→ Short problem 1
Decide whether each statement below agrees with the passage on hi-tech space rents, answering yes or no and quoting the words of the passage that settle it. (a) JLL puts the average island-wide hi-tech rent in Q2 at $4.25 psf per month. (b) The two property consultants report the same degree of increase in hi-tech rents. (c) CBRE gives the average business park occupancy rate at end-March as 90 per cent.
→ Short problem 2
Carry on the passage on hi-tech space and business park rents from its final sentence.

→ Source passage
Insufficient and increasingly expensive
office space is driving tenants to hi-tech space or business parks, CBRE
said in a statement yesterday.
Jones Lang LaSalle (JLL) also says that
companies are relocating backroom operations to hi-tech space. Its latest
figures show that the average island-wide hi-tech rent rose 2.4 per cent
quarter-on-quarter to $4.25 psf per month in Q2. Compared with a year
earlier, the increase was 63.5 per cent.
While figures from both property
consultants indicate rising rents for hi-tech space, the degree of increase
differs.
'The disparity is a result of differences
in the basket of properties that research houses use to track the market,'
said JLL's head of research (South-east Asia) Chua Yang Liang. 'This
difference is more pronounced in periods when segments of the market respond
differently to external stimulus.'
CBRE says that for business parks, the
average occupancy rate was 88 per cent at end-March and could have exceeded
90 per cent by the end of Q2. This would be a new peak.

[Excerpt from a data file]
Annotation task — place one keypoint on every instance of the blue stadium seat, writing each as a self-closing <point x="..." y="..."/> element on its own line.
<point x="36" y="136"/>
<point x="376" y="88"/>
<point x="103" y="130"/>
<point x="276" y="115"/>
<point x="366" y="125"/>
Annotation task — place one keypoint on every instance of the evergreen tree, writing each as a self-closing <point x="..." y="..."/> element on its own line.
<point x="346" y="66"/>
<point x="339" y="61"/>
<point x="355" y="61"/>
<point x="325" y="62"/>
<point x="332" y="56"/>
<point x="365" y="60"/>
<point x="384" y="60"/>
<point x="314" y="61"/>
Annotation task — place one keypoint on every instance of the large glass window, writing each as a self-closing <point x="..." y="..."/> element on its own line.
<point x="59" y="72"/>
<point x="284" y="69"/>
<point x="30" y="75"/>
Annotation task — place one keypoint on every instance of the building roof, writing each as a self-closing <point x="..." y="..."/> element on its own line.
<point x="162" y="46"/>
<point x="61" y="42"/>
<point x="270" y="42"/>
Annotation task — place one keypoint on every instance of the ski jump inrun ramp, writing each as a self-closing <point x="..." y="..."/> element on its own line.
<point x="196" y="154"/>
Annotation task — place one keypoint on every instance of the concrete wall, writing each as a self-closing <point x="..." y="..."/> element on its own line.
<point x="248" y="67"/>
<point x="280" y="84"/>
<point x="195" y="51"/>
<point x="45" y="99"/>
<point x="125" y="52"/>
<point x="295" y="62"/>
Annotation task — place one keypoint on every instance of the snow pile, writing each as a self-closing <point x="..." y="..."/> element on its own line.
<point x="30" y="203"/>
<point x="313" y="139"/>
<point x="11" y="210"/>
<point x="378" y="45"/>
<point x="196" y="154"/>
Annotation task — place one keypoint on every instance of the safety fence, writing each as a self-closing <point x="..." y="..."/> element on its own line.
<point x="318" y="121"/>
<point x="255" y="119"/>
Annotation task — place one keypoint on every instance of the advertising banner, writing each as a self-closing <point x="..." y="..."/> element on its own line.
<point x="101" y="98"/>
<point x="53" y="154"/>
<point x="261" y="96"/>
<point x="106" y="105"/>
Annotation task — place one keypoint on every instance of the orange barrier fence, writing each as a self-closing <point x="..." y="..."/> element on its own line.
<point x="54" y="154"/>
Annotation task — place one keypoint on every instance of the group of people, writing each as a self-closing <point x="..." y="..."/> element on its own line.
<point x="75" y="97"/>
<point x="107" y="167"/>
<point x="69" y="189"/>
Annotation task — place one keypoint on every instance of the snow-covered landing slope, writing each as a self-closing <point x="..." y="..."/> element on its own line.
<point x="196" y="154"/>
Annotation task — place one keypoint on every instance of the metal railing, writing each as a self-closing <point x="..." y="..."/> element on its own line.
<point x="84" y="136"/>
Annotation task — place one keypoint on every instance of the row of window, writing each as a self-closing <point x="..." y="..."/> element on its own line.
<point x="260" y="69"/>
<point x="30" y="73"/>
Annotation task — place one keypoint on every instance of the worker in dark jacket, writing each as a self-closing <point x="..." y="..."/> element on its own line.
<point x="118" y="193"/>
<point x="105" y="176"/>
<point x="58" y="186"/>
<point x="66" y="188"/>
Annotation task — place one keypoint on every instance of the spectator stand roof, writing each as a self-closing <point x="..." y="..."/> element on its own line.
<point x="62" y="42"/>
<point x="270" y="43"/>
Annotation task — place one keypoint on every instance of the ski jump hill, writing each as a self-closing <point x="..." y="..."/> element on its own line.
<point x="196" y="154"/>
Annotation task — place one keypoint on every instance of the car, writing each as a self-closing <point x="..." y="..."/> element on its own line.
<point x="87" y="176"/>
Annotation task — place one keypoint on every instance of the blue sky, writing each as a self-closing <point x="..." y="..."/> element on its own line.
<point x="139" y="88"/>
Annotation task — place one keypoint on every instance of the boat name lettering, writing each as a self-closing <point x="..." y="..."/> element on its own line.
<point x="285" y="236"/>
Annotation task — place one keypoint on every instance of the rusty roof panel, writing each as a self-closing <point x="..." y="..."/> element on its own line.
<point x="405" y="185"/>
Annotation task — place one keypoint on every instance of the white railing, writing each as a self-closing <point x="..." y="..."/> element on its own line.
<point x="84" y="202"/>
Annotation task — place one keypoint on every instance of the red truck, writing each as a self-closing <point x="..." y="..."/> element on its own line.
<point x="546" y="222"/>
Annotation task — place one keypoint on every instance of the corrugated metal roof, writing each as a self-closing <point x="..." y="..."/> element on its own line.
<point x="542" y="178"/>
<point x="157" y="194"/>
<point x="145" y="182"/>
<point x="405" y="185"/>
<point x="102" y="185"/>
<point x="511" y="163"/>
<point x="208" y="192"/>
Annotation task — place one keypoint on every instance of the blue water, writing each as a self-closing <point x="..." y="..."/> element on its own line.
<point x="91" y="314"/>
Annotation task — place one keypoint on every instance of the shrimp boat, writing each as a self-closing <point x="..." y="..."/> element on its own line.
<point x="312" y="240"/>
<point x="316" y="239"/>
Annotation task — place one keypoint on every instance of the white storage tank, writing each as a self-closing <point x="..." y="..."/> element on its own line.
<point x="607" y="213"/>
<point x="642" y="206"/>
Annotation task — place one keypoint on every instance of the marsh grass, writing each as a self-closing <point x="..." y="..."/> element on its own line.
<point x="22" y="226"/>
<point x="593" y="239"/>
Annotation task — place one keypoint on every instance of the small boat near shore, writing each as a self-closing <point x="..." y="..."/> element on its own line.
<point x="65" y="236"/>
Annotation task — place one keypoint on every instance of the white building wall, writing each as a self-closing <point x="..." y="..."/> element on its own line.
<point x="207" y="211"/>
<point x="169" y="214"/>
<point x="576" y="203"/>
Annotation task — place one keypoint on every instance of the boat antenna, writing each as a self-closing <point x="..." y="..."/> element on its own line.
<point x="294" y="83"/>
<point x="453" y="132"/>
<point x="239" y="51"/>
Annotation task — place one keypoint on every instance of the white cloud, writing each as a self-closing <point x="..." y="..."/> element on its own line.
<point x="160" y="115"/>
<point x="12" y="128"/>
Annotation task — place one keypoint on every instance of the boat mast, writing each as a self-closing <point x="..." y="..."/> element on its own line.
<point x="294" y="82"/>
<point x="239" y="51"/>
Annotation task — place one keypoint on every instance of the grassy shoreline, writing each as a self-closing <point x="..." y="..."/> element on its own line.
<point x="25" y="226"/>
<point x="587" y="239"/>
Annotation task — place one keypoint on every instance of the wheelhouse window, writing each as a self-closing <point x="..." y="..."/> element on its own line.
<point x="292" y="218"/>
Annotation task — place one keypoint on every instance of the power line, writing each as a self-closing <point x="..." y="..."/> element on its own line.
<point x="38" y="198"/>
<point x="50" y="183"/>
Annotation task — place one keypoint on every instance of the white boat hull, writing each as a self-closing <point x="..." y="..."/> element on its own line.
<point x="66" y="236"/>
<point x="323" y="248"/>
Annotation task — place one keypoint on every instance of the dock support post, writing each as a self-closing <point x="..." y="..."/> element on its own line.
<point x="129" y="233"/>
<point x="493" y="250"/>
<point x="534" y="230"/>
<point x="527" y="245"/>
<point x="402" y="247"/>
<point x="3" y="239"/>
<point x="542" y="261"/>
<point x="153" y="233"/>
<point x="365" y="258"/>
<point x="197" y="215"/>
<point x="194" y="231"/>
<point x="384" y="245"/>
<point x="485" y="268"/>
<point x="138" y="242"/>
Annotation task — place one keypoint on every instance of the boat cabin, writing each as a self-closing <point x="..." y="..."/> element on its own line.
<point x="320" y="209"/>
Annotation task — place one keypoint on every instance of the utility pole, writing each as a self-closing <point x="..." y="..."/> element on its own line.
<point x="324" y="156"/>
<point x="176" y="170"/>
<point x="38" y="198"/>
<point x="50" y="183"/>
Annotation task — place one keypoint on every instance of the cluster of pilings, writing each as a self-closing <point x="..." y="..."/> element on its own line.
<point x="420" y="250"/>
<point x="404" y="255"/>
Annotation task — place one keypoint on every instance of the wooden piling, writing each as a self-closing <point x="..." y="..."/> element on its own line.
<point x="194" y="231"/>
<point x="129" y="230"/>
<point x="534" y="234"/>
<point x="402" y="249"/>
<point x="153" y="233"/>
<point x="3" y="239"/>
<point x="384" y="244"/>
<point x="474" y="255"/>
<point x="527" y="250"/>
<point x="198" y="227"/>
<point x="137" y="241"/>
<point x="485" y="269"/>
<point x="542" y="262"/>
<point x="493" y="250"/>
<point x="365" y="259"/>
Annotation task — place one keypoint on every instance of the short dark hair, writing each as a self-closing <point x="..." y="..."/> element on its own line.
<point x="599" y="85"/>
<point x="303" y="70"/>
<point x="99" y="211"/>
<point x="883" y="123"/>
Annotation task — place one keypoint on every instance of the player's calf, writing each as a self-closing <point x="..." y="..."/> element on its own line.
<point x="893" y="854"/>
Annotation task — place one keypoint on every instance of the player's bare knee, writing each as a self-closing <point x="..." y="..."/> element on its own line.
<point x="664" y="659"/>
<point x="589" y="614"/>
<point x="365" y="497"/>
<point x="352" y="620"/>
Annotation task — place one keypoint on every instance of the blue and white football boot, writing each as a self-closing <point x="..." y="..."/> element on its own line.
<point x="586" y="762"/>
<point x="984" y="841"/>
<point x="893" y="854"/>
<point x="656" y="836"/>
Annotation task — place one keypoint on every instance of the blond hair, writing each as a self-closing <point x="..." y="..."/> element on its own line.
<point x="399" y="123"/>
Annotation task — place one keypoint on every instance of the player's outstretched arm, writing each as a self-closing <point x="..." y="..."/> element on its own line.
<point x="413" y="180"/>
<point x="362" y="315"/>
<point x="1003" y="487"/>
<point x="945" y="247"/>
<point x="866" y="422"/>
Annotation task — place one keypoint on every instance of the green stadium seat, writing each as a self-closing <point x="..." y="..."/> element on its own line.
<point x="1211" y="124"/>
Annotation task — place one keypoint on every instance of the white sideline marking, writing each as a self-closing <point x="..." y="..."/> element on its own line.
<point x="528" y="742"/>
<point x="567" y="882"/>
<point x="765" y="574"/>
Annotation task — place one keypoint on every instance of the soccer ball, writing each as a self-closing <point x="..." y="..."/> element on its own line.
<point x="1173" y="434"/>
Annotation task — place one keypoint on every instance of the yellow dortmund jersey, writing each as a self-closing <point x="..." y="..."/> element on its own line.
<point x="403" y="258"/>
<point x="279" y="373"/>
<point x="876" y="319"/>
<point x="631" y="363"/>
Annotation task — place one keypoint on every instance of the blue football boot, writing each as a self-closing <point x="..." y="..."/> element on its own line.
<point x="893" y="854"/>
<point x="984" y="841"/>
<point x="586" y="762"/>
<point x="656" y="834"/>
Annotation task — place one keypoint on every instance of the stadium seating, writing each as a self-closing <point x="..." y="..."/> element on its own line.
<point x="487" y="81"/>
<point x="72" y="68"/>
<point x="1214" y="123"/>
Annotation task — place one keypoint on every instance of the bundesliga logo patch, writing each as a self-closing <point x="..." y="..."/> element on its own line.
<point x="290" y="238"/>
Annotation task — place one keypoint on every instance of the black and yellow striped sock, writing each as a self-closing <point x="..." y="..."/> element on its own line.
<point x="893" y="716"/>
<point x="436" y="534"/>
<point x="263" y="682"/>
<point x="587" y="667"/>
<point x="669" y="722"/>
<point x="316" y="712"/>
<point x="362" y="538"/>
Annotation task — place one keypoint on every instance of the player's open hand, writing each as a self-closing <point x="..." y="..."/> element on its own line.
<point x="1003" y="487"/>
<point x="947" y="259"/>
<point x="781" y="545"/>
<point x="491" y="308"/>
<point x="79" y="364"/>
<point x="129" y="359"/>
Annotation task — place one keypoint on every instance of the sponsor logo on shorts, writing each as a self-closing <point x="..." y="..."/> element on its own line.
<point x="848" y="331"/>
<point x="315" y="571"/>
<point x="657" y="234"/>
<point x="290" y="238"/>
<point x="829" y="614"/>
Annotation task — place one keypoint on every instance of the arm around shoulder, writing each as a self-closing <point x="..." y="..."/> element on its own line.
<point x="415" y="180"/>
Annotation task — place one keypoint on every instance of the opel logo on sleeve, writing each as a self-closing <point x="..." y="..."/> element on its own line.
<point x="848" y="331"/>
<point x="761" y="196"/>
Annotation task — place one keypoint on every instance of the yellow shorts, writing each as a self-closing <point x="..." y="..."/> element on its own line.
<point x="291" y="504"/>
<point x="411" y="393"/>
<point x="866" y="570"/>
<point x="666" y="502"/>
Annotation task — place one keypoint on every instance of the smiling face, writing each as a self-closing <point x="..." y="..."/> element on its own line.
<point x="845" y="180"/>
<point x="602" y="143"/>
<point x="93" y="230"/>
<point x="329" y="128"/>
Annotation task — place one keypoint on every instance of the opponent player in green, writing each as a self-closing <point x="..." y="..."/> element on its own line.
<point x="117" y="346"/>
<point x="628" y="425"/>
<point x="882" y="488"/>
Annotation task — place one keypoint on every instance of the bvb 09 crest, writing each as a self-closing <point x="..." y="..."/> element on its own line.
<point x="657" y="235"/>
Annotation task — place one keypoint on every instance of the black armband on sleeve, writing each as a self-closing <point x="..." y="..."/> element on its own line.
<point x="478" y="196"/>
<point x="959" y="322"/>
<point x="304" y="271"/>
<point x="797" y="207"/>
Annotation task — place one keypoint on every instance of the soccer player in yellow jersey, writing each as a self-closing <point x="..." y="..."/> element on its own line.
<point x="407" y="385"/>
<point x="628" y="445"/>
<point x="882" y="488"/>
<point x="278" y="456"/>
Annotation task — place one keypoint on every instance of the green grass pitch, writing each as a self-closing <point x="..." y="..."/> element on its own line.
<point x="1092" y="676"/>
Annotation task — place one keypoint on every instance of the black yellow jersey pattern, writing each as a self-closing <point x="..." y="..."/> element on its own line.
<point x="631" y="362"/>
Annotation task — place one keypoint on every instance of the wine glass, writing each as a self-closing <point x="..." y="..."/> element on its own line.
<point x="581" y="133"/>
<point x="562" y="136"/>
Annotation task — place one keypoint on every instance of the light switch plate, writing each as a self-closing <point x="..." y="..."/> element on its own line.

→ Exercise response 1
(a) Yes: "rose 2.4 per cent quarter-on-quarter to $4.25 psf per month in Q2".
(b) No: "the degree of increase differs."
(c) No: "the average occupancy rate was 88 per cent at end-March".

→ Exercise response 2
The firm's director of industrial and
logistics services, Bernard Goh, says that rents at business parks also rose
in Q2.
More business park space will be coming
on stream. According to CBRE, Biopolis Phase III will be completed in Q4
2009. And JTC Corporation launched a tender for Plot 61 in Changi Business
Park last month.
For factory space, the average monthly
rent for a ground-floor unit rose 3.3 per cent to $1.55 psf in Q2, says CBRE.
The average capital value of ground-floor
units in 60-year leasehold strata-titled factories edged up about 3 per cent
quarter-on-quarter to $302 psf.
Ground-floor units in warehouses
registered a 3.3 per cent increase in average monthly rent to $1.55 psf in
Q2.
Rising raw material costs, a stronger
Singapore dollar and weakening demand for exports have made manufacturers
cautious about their outlook, dampening demand for factories and warehouses,
says CBRE.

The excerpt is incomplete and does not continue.